## Document

Most early computers, including nearly all mainframes,
such as the IBM 360 and all of its successors, worked this way.
In this scheme, the address spaces for memory and I/O are
different,
as shown in (a):
(a) Separate I/O and memory space.
(b) Memory-mapped I/O.
(c) Hybrid.
In the second approach,
I/O registers are part of the regular memory address space,
as shown above in (b)
This scheme is called memory-mapped I/O,
and was introduced with the PDP-11 minicomputer.
Each control register is assigned a unique memory address,
to which no memory is assigned.
Usually, the assigned addresses are at the top of the address space.
A hybrid scheme,
with memory-mapped I/O data buffers,
and separate I/O ports for the control registers,
is shown in (c).
The Pentium uses this architecture,
with addresses 640K to 1M being reserved,
for device data buffers in IBM PC compatibles,
in addition to I/O buffer 0 through 64K.
In all cases, when the CPU wants to read a word,
either from memory or from an I/O port,
it puts the address it needs on the address lines of the bus,
and then asserts a READ
signal on a bus control line.
A second signal line is used,
to tell whether I/O space or memory space is needed.
If it is memory space,
then the memory responds to the request.
If it is I/O space,
then the I/O device responds to the request.
If there is only memory space, as in (b),
then every memory module and every I/O device,
compares the address lines to the range of addresses that it
services.
If the address falls in its range,
then it responds to the request.
Since no address is ever assigned to both memory and an I/O
device,
there is no ambiguity and no conflict.
Usually, controller registers have one or more status bits,
that can be tested to determine:
if an output operation is complete, or
if new data is available from an input device.

## Objective A
Reproduce the I/O addressing passage verbatim, everything from "If there is" down to "it responds to the request.".
## Objective B
According to the I/O addressing passage, which machine introduced memory-mapped I/O?
## Objective C
Render this sentence from the I/O addressing passage in Spanish: "Usually, the assigned addresses are at the top of the address space."
Nothing in the listing matters for any of this.

## Recorded information

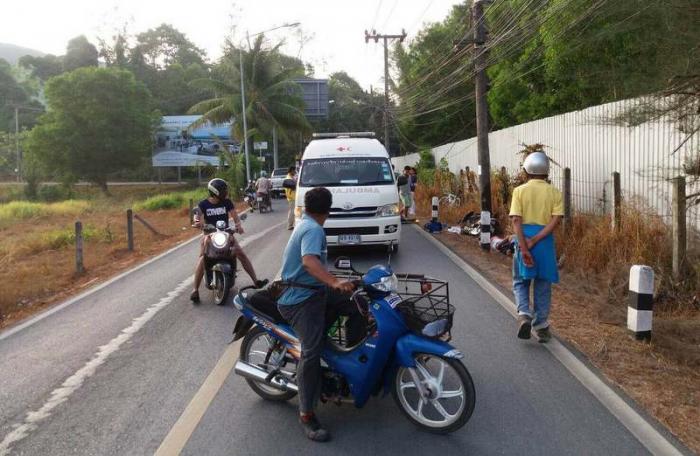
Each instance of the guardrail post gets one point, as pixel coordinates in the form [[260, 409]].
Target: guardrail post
[[641, 297], [79, 267], [130, 229], [679, 227], [617, 202]]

## Response A
If there is only memory space, as in (b),
then every memory module and every I/O device,
compares the address lines to the range of addresses that it
services.
If the address falls in its range,
then it responds to the request.

## Response B
The PDP-11 minicomputer.

## Response C
Por lo general, las direcciones asignadas están en la parte superior del espacio de direcciones.